TASK DIRECTIONS:
Please retype, character for character, the portion of the entries below that runs from the line containing "[detect] raw meat on block" to the last line.

Stored records
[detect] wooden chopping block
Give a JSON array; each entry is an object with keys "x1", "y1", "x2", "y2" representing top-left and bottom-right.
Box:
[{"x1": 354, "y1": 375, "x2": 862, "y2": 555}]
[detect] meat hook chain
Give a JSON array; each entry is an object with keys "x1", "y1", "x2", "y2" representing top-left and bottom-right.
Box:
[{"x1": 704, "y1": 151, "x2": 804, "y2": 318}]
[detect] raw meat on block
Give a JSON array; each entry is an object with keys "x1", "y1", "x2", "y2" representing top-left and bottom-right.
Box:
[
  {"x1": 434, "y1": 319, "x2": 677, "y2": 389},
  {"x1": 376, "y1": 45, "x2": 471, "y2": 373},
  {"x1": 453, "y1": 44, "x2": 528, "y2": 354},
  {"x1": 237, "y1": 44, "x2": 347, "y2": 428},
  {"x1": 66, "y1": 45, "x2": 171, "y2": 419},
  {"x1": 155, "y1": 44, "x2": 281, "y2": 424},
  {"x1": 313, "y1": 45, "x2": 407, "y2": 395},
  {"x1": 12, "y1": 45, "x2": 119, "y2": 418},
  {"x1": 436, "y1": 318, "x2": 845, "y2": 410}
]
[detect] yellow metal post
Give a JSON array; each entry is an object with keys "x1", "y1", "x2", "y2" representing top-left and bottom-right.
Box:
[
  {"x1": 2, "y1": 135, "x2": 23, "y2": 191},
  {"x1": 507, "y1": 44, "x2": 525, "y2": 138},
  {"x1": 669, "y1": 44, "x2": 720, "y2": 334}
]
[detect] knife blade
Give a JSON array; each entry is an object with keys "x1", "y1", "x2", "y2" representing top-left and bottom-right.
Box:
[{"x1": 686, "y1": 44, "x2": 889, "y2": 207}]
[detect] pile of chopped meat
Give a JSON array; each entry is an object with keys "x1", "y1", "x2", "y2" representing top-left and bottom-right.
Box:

REPLY TO THE EXERCISE:
[detect] raw meat on block
Give a JSON array; each entry is an object with keys "x1", "y1", "x2", "y2" representing top-left and bottom-right.
Box:
[
  {"x1": 434, "y1": 319, "x2": 677, "y2": 389},
  {"x1": 376, "y1": 45, "x2": 471, "y2": 373},
  {"x1": 453, "y1": 44, "x2": 528, "y2": 354},
  {"x1": 237, "y1": 44, "x2": 347, "y2": 428},
  {"x1": 66, "y1": 45, "x2": 171, "y2": 419},
  {"x1": 155, "y1": 44, "x2": 281, "y2": 424},
  {"x1": 313, "y1": 45, "x2": 407, "y2": 395},
  {"x1": 12, "y1": 45, "x2": 119, "y2": 418},
  {"x1": 436, "y1": 318, "x2": 845, "y2": 410}
]
[detect] yellow metal post
Give a JSON array; each entry is an object with keys "x1", "y1", "x2", "y2" representing top-left and bottom-right.
Box:
[
  {"x1": 2, "y1": 135, "x2": 23, "y2": 191},
  {"x1": 507, "y1": 44, "x2": 525, "y2": 138},
  {"x1": 669, "y1": 44, "x2": 720, "y2": 334}
]
[detect] knife blade
Give a JSON array; each entry is an object with keys "x1", "y1", "x2", "y2" representing top-left and bottom-right.
Box:
[{"x1": 686, "y1": 44, "x2": 889, "y2": 207}]
[detect] pile of chopped meat
Give a JSON array; each entry is an object with keys "x1", "y1", "x2", "y2" representing top-left and bottom-right.
Box:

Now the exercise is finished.